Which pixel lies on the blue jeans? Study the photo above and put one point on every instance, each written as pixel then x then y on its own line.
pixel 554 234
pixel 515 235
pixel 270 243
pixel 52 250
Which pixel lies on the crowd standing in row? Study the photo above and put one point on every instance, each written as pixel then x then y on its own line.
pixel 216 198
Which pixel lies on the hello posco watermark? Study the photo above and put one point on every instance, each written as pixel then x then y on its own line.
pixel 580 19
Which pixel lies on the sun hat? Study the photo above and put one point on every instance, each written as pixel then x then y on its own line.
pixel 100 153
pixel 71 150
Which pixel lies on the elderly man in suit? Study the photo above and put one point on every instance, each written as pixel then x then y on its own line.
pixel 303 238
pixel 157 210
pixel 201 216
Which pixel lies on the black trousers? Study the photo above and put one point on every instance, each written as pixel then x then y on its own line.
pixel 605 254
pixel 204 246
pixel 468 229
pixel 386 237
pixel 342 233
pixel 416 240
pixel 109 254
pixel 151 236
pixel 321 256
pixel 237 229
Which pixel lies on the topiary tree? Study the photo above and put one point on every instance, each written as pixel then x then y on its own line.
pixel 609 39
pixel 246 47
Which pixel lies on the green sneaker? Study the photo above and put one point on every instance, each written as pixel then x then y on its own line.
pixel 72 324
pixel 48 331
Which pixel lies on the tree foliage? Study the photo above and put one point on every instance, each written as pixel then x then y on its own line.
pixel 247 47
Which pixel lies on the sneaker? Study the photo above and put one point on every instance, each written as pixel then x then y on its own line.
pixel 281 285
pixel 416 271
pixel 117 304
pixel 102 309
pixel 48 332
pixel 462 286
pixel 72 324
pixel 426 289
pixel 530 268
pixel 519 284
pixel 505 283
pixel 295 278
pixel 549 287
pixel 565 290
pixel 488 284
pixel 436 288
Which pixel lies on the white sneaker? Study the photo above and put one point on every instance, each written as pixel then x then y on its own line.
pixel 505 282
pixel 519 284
+ + +
■ EXERCISE BRIEF ■
Give back exactly the lines from the one containing "Which pixel lies on the green" to the end of the material, both ends included.

■ ANSWER SPACE ■
Which pixel lies on the green sneaker? Study the photo above and put one point on every instance, each written as pixel then x then y on its own line.
pixel 72 324
pixel 48 331
Which pixel lies on the tree foliage? Study the photo above and put one point on every instance, each written as pixel then x then y on its own line.
pixel 247 47
Which pixel lies on the sneaker? Study the photo above and put one point on every instance, each written as pixel then x then y on its own line.
pixel 281 285
pixel 416 271
pixel 117 304
pixel 102 309
pixel 48 332
pixel 462 286
pixel 72 324
pixel 426 289
pixel 530 268
pixel 519 284
pixel 505 283
pixel 295 278
pixel 549 287
pixel 565 290
pixel 488 284
pixel 436 288
Which pixel lies on the white sneaker? Study the photo above and put one point on every instance, each written as pixel then x then y on its own line.
pixel 505 282
pixel 519 284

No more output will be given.